EXTRACTED MATERIAL:
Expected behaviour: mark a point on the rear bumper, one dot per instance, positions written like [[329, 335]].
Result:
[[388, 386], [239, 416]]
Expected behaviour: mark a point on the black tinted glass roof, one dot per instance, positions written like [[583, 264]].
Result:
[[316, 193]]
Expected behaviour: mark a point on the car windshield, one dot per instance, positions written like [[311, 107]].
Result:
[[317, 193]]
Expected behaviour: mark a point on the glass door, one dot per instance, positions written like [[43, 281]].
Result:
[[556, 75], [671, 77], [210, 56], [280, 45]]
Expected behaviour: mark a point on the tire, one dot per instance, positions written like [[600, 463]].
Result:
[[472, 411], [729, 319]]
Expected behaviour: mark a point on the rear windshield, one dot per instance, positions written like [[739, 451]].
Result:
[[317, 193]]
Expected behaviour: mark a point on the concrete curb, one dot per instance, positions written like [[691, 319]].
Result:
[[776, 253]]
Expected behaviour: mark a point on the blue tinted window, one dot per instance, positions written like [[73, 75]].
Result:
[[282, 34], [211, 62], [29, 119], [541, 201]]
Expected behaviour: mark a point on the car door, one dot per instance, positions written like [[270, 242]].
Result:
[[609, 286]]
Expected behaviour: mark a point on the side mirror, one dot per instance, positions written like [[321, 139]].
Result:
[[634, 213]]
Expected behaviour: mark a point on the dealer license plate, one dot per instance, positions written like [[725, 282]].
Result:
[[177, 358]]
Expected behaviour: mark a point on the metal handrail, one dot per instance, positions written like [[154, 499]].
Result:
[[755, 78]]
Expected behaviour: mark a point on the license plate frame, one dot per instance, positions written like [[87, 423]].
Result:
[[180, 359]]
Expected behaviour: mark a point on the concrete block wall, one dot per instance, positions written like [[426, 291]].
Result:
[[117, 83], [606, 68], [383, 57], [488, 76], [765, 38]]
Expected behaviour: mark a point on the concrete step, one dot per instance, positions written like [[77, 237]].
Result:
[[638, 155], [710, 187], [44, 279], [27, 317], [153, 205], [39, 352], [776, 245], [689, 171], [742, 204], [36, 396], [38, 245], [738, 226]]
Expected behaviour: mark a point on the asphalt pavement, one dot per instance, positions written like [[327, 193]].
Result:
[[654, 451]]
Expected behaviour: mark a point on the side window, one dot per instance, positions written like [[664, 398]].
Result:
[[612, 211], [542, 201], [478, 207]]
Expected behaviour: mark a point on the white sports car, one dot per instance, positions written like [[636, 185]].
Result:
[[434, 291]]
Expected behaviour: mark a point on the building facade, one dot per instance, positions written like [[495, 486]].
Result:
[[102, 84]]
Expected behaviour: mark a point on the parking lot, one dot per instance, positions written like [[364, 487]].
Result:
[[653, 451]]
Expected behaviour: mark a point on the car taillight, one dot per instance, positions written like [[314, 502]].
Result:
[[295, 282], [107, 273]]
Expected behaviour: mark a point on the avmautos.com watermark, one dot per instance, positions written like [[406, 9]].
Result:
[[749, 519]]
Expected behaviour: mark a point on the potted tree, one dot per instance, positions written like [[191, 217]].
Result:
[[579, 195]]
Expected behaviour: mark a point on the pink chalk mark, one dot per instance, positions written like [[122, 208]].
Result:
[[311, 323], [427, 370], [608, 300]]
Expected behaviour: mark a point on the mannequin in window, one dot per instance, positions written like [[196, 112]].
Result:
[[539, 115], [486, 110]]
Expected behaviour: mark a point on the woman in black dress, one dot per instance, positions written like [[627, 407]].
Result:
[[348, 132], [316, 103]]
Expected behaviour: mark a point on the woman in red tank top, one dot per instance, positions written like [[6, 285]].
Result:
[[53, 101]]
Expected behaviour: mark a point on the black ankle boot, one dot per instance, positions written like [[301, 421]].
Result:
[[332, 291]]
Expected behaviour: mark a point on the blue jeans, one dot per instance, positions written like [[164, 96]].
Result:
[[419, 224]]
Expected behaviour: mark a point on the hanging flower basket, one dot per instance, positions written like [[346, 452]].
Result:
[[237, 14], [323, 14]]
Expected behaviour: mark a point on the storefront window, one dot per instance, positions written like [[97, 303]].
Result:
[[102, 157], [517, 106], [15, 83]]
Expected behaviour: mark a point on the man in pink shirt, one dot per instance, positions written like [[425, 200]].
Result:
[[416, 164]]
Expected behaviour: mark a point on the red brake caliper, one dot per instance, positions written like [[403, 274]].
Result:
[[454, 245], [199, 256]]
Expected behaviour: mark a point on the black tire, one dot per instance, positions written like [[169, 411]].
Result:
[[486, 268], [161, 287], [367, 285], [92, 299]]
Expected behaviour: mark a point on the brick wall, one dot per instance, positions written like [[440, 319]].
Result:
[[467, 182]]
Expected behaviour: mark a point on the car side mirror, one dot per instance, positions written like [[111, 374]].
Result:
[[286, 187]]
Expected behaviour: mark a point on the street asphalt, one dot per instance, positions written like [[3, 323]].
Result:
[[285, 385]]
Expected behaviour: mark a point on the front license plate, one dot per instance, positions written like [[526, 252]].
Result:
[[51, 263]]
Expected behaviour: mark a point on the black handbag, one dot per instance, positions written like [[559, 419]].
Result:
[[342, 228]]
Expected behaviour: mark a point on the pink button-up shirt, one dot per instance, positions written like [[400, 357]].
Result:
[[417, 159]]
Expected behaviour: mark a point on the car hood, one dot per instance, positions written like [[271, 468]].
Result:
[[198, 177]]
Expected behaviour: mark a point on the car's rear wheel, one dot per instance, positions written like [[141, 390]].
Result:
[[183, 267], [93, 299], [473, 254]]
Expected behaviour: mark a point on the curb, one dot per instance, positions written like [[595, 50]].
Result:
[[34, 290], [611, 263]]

WHAT IS EXPECTED: Find the word "mirror" in the data and copy out each line where it turns up.

RESPONSE AREA:
Expected behaviour: mark a point on the side mirror, one dot per instance, positions written like [[321, 139]].
Expected behaviour: mark a point on the car side mirror, one dot per instance, positions written like [[111, 374]].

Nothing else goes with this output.